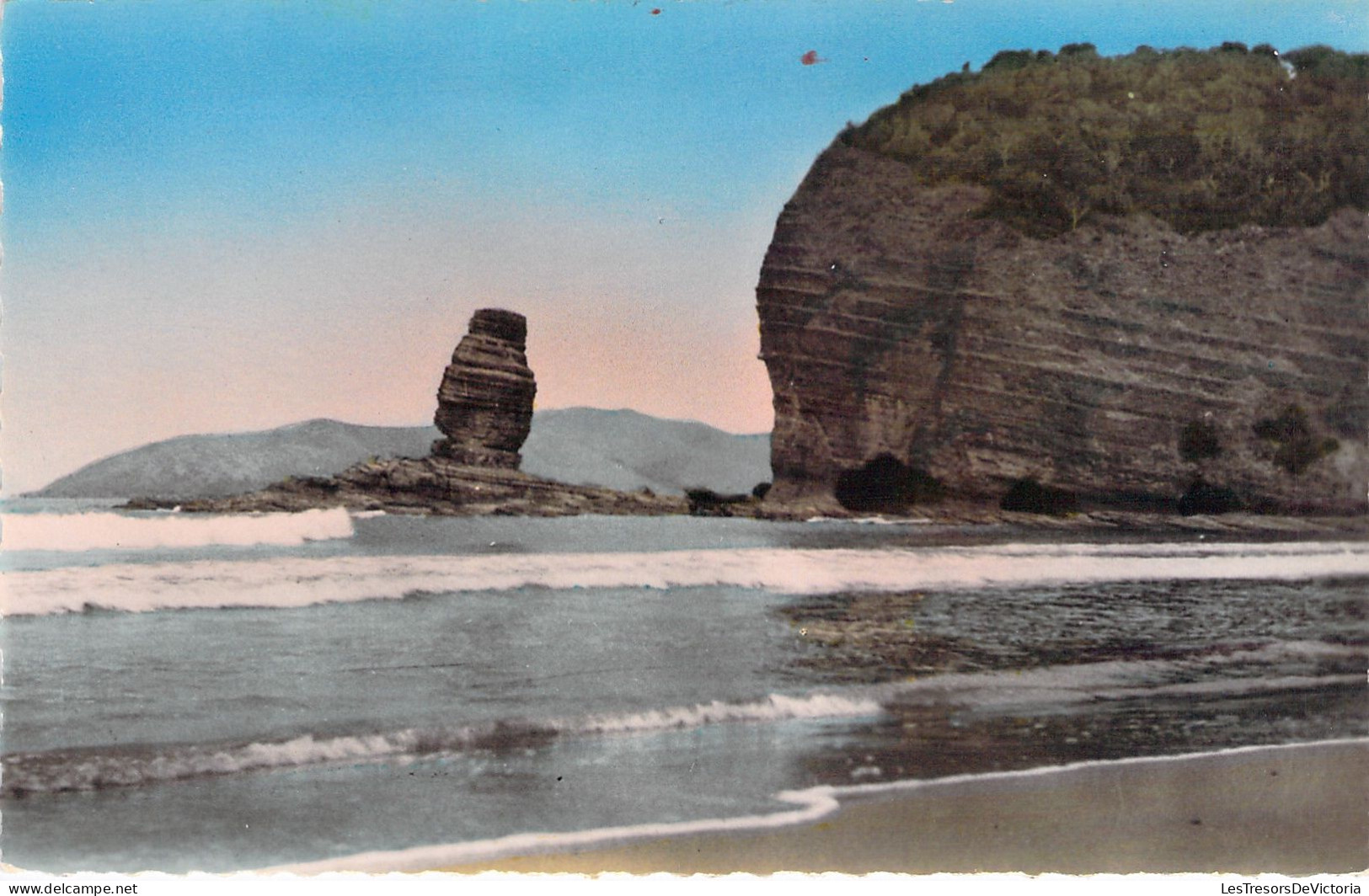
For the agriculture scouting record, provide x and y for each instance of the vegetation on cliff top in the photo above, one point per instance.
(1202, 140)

--------------------

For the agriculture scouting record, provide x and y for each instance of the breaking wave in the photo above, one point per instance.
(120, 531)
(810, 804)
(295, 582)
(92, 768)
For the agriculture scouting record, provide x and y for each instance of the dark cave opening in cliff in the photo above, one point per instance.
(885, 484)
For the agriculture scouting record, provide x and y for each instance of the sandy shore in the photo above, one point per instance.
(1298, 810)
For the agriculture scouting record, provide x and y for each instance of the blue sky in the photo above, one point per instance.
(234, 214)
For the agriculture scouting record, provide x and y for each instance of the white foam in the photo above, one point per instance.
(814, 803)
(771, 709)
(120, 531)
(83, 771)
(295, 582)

--------------------

**WHAT IS NEEDED**
Please update the entries beginning at the line that contains "of the dark" and stopping after the line that contains "(1298, 810)", changing "sandy shore" to "pebble beach" and leaving everything else as it is.

**RESPONSE TO THE TASK**
For the agriculture scouting record, provide x and y for each instance of the dark cave opening in cliff in the photo above, one point per instance.
(885, 484)
For the agriculture scouting record, provide x and y for each instance of the pebble beach in the photo above, one point per instance.
(1298, 810)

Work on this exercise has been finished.